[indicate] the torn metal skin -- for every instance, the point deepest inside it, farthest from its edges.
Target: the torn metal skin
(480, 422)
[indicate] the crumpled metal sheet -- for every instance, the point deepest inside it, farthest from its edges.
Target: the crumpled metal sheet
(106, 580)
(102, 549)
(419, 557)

-----

To be done: Return every line of the material above word for word, with nothing added, dropped, or changed.

Response to this exercise:
[indicate] the torn metal skin -- for every instance, the point deepest inside it, farthest from its edges.
Target: the torn metal skin
(480, 422)
[indicate] the crumpled metal sheet -- for every instance, the point deepest inside it, farthest from its edges.
Target: the crumpled metal sheet
(106, 580)
(102, 549)
(419, 557)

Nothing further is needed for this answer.